#### SUPPLIED DATA ####

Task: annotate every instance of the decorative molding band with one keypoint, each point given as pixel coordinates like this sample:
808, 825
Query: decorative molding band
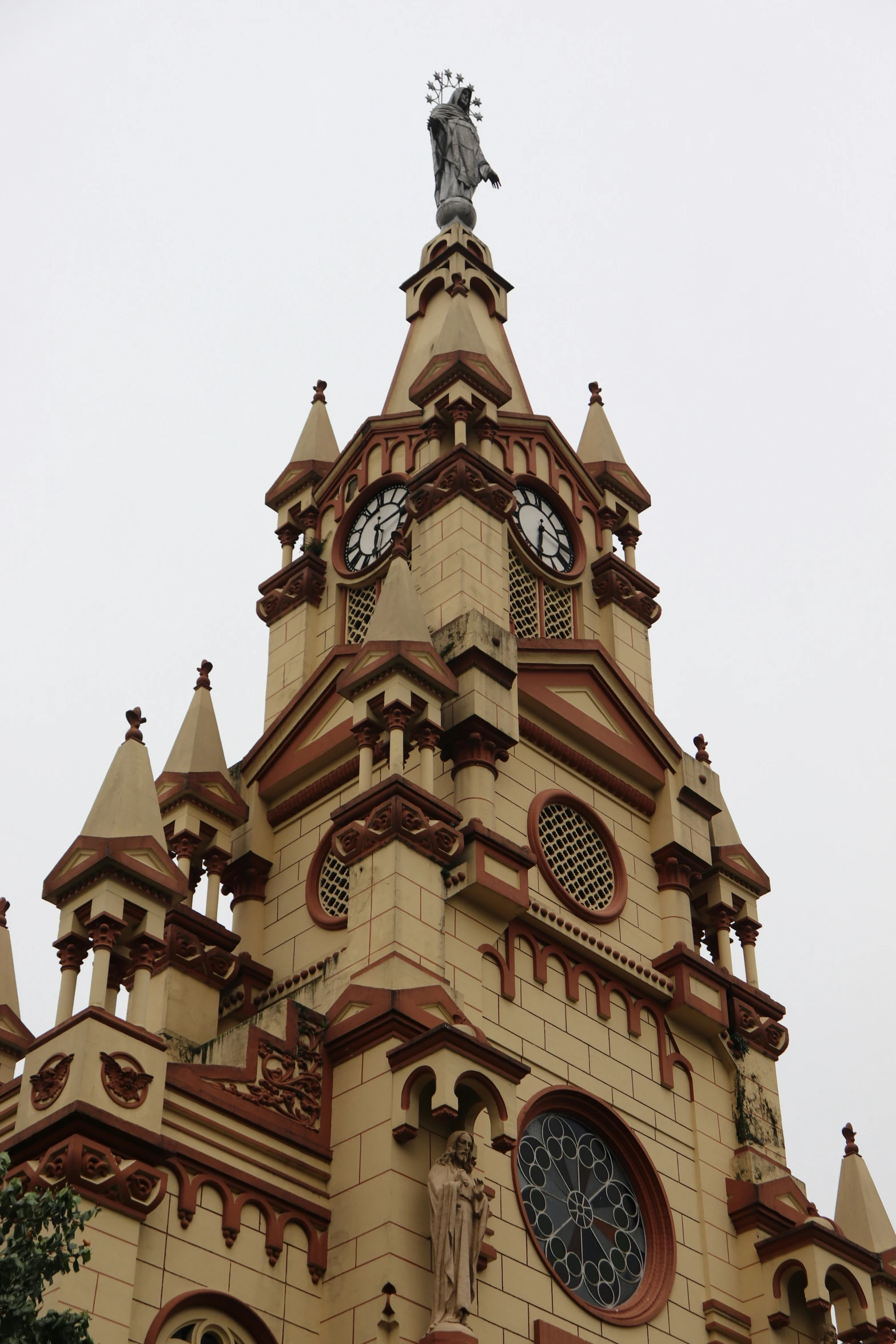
574, 971
302, 581
614, 581
91, 1170
464, 474
397, 809
590, 769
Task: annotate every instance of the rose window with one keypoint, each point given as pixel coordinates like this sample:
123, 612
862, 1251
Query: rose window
582, 1210
577, 857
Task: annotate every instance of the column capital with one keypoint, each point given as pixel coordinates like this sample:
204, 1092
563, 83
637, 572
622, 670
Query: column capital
476, 742
71, 951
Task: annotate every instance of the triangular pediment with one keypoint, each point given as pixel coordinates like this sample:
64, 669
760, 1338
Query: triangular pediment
590, 715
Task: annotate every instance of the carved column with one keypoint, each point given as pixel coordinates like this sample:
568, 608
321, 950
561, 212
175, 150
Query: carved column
608, 519
475, 746
748, 931
629, 536
397, 717
71, 951
144, 951
722, 920
104, 935
428, 738
216, 862
286, 535
676, 867
367, 735
245, 880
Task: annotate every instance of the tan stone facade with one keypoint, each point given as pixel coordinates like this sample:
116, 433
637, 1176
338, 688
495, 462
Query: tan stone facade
476, 885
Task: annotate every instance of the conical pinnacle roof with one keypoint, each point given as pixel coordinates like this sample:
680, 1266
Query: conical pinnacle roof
860, 1210
127, 804
317, 441
198, 745
398, 613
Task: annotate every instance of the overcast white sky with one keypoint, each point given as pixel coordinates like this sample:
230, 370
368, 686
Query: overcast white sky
210, 206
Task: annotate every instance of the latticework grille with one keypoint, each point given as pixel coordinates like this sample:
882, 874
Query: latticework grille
332, 888
558, 613
360, 609
524, 601
577, 855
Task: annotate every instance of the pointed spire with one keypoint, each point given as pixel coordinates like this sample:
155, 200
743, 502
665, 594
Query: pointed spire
127, 804
598, 443
317, 441
398, 615
460, 329
198, 745
860, 1211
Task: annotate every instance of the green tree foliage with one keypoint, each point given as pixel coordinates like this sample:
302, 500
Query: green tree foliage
37, 1242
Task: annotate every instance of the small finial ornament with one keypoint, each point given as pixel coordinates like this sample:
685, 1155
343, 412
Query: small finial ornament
459, 162
135, 719
700, 742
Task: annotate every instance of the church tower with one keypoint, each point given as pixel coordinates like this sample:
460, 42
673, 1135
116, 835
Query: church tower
487, 1054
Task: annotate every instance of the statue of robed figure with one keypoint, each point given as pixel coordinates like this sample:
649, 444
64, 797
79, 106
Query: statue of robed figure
459, 1214
459, 162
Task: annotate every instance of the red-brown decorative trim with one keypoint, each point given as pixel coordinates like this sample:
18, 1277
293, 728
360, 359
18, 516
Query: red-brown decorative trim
678, 867
480, 1051
328, 782
620, 877
614, 581
284, 1086
660, 1264
302, 581
50, 1081
101, 857
175, 786
461, 472
91, 1170
246, 878
312, 888
293, 478
559, 504
464, 366
574, 971
207, 1299
476, 742
397, 809
124, 1080
589, 769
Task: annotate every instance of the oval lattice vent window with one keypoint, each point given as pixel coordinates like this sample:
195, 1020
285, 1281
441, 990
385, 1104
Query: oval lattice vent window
578, 855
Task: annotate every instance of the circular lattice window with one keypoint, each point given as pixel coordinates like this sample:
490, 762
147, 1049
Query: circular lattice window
327, 888
578, 855
594, 1206
333, 888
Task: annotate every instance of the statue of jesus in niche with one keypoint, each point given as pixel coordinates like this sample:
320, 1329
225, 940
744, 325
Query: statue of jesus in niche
459, 1214
459, 162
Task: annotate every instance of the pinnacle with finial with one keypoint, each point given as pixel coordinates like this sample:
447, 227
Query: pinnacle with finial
135, 719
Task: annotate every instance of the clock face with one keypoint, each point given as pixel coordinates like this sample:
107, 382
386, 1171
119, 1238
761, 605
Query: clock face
543, 530
582, 1210
371, 534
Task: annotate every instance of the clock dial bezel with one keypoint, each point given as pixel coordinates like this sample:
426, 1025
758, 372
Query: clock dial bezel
351, 516
572, 530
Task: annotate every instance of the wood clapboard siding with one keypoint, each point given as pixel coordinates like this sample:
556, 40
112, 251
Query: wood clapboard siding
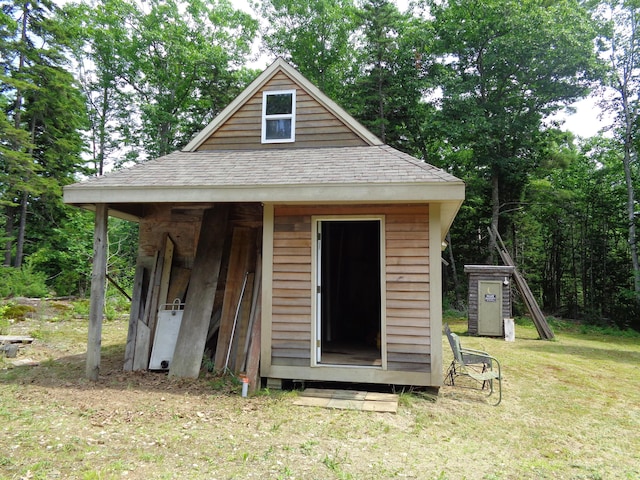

####

> EXERCISE: Would you restate all of the data above word for word, omitting the pictures?

> TASK ANSWER:
Task: annotate every instance of the decorative molding band with one keypoint, each point given as pixel coordinates like this sample:
808, 825
Query: decorative molding band
574, 971
302, 581
614, 581
91, 1170
464, 474
397, 809
590, 769
Task: annotate every instance of the rose window with one keypoint, each point given as pixel coordinates like this sample:
123, 612
862, 1251
Query: rose window
582, 1210
577, 857
Task: annotate every instance of the column capital with one keypoint, each point given as pixel coordinates like this sample:
204, 1092
563, 83
637, 572
622, 670
Query: column capital
476, 742
71, 951
Task: annotate every instance of the triangular pediment with one keypoint, each point given as pixel coordinates like this sample:
64, 669
760, 1338
Query: triangular pediment
590, 715
Task: annotate every instance of the carved column with one keypoint, each point given as pixel coordinates like this sample:
568, 608
321, 950
561, 212
175, 150
Query: carved column
608, 519
475, 746
748, 931
629, 536
397, 717
71, 951
144, 951
722, 920
104, 935
428, 738
216, 862
286, 535
676, 867
367, 735
245, 880
Task: annotate every instance of the tan stone facade with one keypoint, each point given as pixel coordinates like this sample:
116, 433
637, 1176
338, 688
495, 462
Query: tan stone facade
476, 885
Task: annotate every instance of the conical pinnacle roof with one keypoint, each point given as pixel coordinates like this sample:
680, 1266
Query: conical pinnacle roof
860, 1210
127, 804
317, 441
198, 745
398, 613
Task: annotate every instance of the overcast white sky with one keypoint, each point given as pixel coordinates like this sample:
230, 370
368, 686
Query: overcast white sky
210, 206
Task: annotate every instance of the latticework grille with one keypoint, each point given as pixel coordinates like this sample:
882, 874
Query: latticework grille
332, 888
558, 613
360, 609
524, 601
577, 855
Task: annotate every instance of the pointed spire with one keypoint, each point given as pixel coordinates like this sample:
155, 200
743, 502
665, 594
Query: pointed spire
127, 804
598, 443
317, 441
398, 615
460, 329
198, 745
860, 1211
Task: annotate every instance of the green tree foliage with one keypoint, each point given as pixel coordinates like this sample:
302, 500
Query: green tree foliage
37, 1242
Task: annotate every instance of the small finial ornament with one keypoint, each point given as pixel coordinates like this sample:
685, 1155
343, 412
Query: small finial ornament
459, 162
135, 719
700, 742
Task: annotate every instance of the church tower with one keypoint, each point given as pixel coordinates like this sample:
460, 42
673, 1135
116, 835
Query: church tower
487, 1054
Task: annotate every instance of the statue of robed figure with one keypoint, each point given as pixel coordinates like this sample:
649, 444
64, 797
79, 106
Query: statue of robed figure
459, 1214
459, 162
Task: annotate every instance of the red-brown decorative trim with one keypoint, each point given as pixel coordinates like this sample:
18, 1277
293, 728
360, 359
18, 516
Query: red-brown decorative trim
678, 867
480, 1051
328, 782
620, 877
614, 581
284, 1086
660, 1264
302, 581
50, 1081
101, 857
175, 786
461, 472
91, 1170
246, 878
312, 888
293, 478
559, 504
464, 366
574, 971
207, 1299
476, 742
397, 809
124, 1080
589, 769
Task: annotate every instance of the oval lattice vent window with one keypoint, each point given as pixel coordinates like this sample:
195, 1020
285, 1281
441, 990
385, 1104
Query: oval lattice vent window
578, 855
Task: annotate every instance of the circular lattice window with one keypoint, each point given as pixel coordinates like this sample:
490, 762
147, 1049
Query: circular lattice window
327, 888
578, 855
594, 1206
333, 888
Task: annotate every instance of the statue of jesus in niche with one keypoint, each point given as pixel coordinates like this sample:
320, 1329
225, 940
744, 325
Query: statue of jesus in niche
459, 1214
459, 162
Task: annotate every instance of the pinnacle with finial with one keypoint, each point given as pixel coordinates like this sample:
447, 227
Query: pinnacle with finial
135, 719
Task: annotate every instance of the clock face with one keypoint, each point given as pixel coordinates like this sample:
107, 382
386, 1171
119, 1238
761, 605
Query: clock face
543, 530
582, 1210
371, 534
Task: annotate every instance of the clock dial bezel with one keypoint, each point given as pixel coordinates like this sample:
426, 1025
758, 372
Query: clock dial bezel
351, 516
572, 530
Task: annotate every instance of the wood clapboard siding with one keypoint, each point given as pixel coordinates like this sample:
556, 40
112, 251
Query: wood clapboard siding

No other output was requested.